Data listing
-*-

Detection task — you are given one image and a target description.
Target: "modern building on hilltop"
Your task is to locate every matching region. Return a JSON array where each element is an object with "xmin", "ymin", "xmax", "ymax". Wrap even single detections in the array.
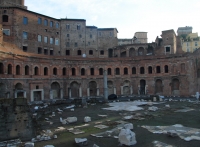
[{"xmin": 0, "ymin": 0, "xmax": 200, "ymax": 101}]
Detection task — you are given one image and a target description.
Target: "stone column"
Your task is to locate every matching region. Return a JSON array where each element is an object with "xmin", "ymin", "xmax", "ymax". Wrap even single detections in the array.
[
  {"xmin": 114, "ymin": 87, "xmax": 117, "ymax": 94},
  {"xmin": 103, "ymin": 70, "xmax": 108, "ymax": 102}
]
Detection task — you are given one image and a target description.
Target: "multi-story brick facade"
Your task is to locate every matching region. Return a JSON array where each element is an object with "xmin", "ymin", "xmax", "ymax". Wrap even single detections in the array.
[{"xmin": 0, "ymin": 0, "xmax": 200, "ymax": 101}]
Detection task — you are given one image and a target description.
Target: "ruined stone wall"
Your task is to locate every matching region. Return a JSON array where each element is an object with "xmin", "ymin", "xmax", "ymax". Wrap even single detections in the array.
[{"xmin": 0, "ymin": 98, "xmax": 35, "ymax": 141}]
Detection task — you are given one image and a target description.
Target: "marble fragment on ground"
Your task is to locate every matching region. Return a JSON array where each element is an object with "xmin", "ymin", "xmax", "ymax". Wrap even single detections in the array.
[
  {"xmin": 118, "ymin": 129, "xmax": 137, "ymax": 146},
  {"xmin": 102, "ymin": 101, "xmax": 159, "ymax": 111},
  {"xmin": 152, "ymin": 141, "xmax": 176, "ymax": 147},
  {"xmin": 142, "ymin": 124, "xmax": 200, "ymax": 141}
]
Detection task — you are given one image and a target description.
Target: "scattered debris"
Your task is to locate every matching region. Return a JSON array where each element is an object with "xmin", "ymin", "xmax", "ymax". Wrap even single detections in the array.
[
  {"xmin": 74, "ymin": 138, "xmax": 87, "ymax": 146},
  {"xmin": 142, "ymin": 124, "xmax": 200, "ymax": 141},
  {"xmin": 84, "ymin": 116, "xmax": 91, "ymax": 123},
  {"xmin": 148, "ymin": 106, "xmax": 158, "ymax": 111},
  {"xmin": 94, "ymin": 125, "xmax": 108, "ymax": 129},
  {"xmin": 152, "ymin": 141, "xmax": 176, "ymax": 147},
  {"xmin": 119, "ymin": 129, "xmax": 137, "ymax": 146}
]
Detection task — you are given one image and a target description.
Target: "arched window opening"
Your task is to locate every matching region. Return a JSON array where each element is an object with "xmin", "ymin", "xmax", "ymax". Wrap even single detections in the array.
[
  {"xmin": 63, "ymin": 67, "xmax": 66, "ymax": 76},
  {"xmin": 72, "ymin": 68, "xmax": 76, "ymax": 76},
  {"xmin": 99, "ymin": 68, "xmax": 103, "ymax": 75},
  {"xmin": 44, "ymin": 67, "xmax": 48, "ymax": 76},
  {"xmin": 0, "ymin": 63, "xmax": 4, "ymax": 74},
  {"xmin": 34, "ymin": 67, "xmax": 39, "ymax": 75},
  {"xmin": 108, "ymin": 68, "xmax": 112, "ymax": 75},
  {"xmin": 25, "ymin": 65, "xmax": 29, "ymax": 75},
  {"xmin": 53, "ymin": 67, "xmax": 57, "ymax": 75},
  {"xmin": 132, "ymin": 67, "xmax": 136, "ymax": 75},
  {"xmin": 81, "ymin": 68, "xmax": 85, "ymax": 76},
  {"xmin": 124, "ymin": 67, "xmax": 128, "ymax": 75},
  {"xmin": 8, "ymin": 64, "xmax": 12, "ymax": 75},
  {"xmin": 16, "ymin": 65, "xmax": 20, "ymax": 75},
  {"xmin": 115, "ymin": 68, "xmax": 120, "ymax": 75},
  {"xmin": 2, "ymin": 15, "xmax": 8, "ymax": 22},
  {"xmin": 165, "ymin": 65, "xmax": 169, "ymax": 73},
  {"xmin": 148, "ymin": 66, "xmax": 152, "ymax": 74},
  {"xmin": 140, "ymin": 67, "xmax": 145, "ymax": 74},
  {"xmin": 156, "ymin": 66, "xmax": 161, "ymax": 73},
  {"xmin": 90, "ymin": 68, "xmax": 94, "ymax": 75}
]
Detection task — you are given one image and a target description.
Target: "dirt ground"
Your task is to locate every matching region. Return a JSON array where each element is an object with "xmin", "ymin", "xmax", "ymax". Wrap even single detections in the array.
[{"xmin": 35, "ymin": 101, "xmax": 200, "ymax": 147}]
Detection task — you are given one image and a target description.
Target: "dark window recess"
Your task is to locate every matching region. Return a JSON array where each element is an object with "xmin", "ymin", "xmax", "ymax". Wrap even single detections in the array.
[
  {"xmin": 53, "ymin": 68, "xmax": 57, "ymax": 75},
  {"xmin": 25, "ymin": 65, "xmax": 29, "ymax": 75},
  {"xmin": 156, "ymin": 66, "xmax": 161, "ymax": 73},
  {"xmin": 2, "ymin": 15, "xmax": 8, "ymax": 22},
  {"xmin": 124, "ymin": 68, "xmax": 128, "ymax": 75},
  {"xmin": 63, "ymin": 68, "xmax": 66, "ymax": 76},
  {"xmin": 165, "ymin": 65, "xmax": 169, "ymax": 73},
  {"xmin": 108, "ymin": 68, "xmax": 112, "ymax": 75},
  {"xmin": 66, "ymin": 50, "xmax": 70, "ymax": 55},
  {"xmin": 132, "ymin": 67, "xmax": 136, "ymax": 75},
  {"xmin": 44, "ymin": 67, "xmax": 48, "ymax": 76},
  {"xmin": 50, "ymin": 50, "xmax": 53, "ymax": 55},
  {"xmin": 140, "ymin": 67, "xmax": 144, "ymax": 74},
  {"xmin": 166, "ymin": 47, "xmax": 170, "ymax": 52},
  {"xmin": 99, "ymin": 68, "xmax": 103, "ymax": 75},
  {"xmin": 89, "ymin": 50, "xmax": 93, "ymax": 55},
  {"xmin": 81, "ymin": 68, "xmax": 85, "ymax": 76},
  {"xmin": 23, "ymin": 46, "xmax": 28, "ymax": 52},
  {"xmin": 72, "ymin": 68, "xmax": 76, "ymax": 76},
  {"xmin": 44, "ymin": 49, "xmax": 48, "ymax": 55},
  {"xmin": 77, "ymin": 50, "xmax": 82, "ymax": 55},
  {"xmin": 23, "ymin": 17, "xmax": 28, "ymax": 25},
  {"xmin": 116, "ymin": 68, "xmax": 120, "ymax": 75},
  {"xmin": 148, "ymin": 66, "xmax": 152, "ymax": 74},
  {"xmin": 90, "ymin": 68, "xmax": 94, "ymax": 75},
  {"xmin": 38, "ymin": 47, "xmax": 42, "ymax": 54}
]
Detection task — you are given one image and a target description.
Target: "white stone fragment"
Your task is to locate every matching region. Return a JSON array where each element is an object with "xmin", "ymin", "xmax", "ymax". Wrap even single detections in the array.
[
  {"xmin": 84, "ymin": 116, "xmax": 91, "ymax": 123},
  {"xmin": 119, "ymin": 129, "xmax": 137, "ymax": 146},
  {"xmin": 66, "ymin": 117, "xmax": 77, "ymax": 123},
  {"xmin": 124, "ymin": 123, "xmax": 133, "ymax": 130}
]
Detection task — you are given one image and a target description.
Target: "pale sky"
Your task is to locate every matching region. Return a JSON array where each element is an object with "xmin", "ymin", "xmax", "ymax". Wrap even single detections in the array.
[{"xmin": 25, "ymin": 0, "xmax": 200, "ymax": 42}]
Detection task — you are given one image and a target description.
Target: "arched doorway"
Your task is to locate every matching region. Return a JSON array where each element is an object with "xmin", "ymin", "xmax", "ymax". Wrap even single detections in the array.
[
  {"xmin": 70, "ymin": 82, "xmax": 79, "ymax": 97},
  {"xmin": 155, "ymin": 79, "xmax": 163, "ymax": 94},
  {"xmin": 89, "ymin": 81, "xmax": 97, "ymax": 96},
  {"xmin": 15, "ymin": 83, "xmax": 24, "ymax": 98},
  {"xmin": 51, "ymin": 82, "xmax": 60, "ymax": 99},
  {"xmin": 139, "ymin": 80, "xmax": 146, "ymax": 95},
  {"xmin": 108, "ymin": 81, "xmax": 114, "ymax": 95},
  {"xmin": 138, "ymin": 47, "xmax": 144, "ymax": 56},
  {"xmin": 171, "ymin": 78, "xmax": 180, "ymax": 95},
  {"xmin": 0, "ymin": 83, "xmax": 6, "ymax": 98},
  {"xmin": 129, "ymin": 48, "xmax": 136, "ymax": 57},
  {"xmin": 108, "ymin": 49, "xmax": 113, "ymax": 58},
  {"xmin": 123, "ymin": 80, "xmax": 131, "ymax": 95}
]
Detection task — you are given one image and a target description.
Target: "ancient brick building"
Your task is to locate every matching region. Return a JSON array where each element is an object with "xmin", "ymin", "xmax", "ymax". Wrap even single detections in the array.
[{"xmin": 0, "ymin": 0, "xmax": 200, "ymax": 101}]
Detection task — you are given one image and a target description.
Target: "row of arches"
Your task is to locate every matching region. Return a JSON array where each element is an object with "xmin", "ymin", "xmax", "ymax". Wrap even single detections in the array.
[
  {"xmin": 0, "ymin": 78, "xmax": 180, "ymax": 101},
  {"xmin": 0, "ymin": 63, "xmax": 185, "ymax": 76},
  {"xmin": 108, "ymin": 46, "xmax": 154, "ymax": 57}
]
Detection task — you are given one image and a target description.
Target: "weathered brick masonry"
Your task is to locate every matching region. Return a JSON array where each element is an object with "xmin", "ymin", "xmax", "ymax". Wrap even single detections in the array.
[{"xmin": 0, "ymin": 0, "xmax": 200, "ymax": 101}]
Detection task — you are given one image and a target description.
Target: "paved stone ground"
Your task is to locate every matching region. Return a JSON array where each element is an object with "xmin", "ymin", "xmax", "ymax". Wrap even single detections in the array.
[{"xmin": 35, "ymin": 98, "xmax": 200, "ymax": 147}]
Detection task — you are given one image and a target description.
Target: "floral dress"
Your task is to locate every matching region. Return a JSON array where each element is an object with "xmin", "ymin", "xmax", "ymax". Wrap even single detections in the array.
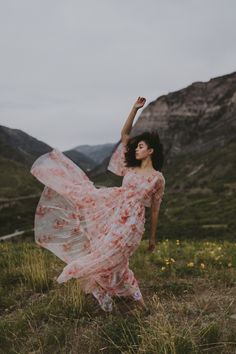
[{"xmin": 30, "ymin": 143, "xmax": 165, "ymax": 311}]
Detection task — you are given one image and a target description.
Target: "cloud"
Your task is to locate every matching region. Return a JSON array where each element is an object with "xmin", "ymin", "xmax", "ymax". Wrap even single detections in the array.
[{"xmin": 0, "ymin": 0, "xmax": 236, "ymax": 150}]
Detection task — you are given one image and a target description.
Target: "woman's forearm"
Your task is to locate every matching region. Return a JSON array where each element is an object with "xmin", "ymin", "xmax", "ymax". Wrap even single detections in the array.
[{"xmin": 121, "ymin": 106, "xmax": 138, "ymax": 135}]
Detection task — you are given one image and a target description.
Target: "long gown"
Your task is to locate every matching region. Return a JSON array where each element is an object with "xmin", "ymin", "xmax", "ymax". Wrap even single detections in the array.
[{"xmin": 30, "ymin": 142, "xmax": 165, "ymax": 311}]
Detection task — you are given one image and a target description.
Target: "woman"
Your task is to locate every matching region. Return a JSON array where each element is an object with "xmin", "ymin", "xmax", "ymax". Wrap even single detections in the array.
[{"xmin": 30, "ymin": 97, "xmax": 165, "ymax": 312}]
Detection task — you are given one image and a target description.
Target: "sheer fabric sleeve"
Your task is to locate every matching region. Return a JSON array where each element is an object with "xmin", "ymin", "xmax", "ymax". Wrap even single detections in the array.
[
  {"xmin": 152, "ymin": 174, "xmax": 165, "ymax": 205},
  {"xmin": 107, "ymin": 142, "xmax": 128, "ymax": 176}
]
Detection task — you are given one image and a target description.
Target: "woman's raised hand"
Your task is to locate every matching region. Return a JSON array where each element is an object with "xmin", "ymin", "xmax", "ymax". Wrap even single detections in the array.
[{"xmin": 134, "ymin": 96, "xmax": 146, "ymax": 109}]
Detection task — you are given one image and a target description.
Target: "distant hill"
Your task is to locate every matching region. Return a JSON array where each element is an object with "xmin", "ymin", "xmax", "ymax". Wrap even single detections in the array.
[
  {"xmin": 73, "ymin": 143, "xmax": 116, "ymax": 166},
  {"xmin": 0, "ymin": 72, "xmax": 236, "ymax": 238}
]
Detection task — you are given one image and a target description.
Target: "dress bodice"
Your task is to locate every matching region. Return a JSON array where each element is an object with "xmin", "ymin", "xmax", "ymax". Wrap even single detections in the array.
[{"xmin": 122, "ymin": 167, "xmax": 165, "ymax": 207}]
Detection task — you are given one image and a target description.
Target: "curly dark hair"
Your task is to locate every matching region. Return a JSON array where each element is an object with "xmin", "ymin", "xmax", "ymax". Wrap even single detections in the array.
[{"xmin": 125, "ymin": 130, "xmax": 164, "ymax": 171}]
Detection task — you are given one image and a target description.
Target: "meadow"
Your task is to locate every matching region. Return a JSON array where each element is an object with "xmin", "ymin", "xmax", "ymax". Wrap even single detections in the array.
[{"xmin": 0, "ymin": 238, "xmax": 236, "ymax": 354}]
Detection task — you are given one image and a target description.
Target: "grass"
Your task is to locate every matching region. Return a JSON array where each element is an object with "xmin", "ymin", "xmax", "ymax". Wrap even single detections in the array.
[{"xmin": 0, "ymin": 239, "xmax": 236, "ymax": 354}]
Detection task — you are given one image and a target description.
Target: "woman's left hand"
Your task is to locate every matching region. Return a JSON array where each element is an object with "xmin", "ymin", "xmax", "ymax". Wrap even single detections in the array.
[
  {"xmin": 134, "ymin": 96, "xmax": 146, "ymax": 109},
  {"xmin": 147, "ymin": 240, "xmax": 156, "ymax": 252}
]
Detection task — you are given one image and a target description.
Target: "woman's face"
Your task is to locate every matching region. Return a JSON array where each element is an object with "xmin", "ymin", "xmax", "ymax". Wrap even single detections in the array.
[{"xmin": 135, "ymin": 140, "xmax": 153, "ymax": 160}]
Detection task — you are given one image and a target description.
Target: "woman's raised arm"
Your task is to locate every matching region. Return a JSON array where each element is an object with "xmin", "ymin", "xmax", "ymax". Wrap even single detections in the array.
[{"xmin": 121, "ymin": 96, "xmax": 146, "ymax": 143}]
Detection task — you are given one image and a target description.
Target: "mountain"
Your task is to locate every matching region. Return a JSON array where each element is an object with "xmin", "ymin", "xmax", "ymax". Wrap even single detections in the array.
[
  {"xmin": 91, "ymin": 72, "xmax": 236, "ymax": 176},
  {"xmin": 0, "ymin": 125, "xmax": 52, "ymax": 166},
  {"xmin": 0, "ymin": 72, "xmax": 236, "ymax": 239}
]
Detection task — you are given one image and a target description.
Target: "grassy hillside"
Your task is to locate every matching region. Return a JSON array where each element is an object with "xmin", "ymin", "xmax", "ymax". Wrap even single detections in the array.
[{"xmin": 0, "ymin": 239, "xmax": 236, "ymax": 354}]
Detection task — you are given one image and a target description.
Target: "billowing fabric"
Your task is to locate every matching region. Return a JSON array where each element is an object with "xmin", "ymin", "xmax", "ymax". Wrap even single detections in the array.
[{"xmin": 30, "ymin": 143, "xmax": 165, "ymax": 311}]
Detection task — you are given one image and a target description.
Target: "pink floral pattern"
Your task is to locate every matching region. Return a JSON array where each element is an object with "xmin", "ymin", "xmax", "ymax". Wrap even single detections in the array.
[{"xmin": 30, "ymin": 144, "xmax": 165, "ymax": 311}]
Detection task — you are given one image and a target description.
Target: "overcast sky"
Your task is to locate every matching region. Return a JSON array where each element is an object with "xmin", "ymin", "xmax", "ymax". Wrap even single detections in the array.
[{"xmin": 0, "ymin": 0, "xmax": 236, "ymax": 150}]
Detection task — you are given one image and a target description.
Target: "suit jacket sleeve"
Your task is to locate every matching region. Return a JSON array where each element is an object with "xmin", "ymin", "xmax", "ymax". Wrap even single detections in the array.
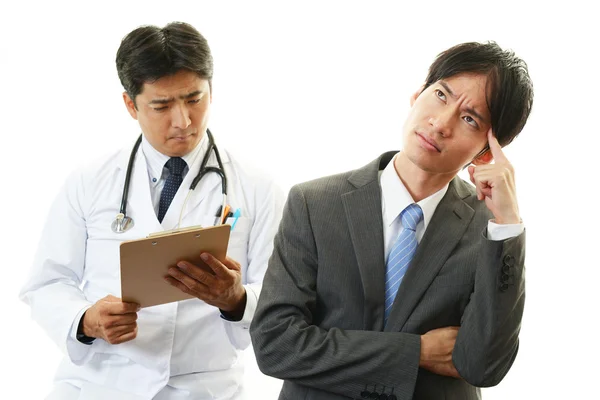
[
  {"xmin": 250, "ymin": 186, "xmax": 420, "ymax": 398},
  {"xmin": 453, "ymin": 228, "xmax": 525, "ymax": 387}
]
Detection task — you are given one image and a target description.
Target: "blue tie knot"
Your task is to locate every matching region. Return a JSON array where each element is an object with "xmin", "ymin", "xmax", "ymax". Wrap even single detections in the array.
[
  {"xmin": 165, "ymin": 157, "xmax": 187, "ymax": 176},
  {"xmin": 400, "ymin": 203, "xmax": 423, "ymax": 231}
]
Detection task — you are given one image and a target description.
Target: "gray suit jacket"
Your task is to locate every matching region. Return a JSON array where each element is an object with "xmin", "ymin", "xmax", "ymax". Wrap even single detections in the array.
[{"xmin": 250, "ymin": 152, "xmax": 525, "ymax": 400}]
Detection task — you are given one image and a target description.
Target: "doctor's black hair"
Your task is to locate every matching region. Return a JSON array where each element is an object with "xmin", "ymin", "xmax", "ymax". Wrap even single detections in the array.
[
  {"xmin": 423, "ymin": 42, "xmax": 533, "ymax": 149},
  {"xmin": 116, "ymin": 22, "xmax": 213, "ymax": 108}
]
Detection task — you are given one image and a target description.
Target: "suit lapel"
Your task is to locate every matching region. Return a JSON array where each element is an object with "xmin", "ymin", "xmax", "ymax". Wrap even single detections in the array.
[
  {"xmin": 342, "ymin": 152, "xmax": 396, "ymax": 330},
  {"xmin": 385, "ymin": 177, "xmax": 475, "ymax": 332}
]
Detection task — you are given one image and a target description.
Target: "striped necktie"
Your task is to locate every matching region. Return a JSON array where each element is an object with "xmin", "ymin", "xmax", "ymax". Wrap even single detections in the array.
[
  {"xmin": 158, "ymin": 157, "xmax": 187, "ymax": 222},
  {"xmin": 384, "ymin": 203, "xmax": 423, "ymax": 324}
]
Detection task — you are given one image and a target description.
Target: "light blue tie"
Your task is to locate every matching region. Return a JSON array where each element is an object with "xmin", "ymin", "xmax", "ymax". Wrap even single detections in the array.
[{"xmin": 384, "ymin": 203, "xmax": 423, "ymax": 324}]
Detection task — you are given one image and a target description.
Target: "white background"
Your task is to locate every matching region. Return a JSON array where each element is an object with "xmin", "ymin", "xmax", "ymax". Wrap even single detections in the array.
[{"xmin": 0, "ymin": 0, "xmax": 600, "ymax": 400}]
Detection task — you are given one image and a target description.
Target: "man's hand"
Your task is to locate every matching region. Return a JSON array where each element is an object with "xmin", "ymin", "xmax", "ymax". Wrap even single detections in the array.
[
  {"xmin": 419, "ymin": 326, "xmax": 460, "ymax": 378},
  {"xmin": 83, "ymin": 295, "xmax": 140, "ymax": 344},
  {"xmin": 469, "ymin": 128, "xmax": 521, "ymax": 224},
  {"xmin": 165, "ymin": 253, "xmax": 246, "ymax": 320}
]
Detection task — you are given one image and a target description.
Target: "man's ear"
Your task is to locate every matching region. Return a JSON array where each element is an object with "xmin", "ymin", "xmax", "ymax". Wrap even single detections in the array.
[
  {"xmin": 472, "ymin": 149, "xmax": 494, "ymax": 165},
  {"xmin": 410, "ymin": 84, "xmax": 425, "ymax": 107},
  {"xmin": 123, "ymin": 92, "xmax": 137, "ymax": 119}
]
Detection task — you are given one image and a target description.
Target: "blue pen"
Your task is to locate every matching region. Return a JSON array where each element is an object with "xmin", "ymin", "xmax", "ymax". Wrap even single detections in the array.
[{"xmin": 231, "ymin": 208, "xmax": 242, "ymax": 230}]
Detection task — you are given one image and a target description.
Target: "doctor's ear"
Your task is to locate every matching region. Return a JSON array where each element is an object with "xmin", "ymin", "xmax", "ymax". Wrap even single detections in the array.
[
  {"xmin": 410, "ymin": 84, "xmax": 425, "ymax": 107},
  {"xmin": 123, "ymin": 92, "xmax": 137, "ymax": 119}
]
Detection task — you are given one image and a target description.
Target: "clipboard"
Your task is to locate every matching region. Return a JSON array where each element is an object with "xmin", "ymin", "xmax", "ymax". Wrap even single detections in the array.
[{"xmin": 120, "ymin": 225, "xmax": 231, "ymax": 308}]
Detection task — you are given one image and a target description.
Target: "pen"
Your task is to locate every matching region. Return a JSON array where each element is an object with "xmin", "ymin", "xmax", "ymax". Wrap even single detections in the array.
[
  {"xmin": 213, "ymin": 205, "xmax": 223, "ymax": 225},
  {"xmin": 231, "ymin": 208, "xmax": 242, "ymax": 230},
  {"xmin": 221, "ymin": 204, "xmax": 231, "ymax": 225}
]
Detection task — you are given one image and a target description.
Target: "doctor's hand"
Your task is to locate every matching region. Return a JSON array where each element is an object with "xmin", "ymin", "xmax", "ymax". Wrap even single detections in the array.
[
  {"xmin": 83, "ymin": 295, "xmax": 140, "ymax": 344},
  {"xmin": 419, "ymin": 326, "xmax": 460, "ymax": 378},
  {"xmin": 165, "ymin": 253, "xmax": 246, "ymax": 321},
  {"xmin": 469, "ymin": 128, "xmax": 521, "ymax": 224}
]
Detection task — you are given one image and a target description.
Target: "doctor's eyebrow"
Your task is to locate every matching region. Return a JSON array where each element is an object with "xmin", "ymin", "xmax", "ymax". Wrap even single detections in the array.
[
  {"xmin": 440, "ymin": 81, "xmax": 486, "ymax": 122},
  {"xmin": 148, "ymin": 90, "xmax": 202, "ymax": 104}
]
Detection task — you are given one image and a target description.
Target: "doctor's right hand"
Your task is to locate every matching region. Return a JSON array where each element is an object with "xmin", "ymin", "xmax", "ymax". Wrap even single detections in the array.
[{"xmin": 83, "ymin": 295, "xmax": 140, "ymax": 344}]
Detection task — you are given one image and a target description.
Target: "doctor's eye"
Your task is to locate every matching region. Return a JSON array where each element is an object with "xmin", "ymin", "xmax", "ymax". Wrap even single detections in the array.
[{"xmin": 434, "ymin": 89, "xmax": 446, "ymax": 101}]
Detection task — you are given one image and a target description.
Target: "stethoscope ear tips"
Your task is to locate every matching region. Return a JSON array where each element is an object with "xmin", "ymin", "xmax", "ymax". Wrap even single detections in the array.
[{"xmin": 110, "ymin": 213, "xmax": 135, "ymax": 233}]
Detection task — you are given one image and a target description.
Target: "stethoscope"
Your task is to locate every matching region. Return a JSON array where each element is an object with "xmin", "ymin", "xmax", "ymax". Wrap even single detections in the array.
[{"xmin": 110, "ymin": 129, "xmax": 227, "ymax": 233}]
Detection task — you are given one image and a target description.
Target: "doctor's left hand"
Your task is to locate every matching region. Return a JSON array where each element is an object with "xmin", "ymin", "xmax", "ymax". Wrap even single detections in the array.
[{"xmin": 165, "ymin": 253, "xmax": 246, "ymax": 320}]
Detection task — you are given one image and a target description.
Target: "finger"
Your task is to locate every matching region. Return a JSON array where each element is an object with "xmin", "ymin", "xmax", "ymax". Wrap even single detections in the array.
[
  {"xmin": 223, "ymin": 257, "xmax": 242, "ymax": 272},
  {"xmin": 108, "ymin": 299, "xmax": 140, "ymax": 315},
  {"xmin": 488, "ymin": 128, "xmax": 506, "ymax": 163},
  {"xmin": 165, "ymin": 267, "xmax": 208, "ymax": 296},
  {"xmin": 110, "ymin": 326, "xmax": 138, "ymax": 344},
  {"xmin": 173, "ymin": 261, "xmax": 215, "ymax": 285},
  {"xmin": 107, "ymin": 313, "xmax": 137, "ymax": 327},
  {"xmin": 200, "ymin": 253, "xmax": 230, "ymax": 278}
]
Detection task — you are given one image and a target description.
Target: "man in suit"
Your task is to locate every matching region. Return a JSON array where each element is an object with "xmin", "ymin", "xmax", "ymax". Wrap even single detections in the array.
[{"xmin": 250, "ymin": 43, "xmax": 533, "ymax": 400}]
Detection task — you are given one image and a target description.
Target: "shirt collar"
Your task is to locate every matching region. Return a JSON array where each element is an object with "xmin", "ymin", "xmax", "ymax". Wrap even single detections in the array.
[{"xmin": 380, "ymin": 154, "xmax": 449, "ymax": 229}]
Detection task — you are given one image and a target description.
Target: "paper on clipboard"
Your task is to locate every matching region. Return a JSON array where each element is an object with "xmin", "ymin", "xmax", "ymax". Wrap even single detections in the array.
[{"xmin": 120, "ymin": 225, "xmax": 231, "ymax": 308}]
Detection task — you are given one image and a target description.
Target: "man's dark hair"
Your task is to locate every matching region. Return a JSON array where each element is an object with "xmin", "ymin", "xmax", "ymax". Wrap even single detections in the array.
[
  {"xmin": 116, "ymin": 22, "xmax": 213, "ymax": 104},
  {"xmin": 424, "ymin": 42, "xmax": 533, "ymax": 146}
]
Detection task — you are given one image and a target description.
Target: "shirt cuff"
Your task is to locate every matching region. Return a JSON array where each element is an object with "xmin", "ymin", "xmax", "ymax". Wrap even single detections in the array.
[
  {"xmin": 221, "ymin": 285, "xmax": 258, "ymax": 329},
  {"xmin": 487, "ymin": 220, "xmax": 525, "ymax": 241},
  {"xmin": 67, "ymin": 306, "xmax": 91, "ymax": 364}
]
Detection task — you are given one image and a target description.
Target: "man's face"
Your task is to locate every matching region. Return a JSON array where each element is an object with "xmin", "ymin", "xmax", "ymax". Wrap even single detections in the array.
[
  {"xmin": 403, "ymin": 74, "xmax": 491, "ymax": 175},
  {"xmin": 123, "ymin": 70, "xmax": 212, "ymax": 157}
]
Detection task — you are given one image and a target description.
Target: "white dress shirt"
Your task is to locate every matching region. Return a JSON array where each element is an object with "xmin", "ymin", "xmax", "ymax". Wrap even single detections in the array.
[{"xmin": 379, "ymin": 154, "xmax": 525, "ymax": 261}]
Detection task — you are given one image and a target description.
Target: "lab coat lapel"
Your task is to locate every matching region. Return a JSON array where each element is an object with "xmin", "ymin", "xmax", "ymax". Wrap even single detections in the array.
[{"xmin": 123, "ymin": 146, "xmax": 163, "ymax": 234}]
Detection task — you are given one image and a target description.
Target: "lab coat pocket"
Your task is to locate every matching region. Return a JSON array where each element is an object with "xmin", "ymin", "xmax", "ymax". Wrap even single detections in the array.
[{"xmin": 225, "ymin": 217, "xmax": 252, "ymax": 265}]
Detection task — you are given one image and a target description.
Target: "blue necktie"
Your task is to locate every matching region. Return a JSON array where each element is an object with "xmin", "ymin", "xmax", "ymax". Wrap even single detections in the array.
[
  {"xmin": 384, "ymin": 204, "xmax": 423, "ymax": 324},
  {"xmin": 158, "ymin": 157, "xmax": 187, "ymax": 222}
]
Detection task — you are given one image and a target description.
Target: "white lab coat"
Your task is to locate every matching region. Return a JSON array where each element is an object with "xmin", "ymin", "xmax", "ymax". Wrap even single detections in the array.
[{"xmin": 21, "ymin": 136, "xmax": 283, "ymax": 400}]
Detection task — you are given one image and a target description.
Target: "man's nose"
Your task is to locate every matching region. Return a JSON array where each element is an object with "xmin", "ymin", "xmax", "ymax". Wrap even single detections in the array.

-*-

* _Work to be completed_:
Please select every line in the listing above that contains the string "building" and copy each one out. Treat uppercase and lowercase as different when matching.

* _Solved exercise_:
Target: "modern building on hilltop"
Target: "ancient brick building"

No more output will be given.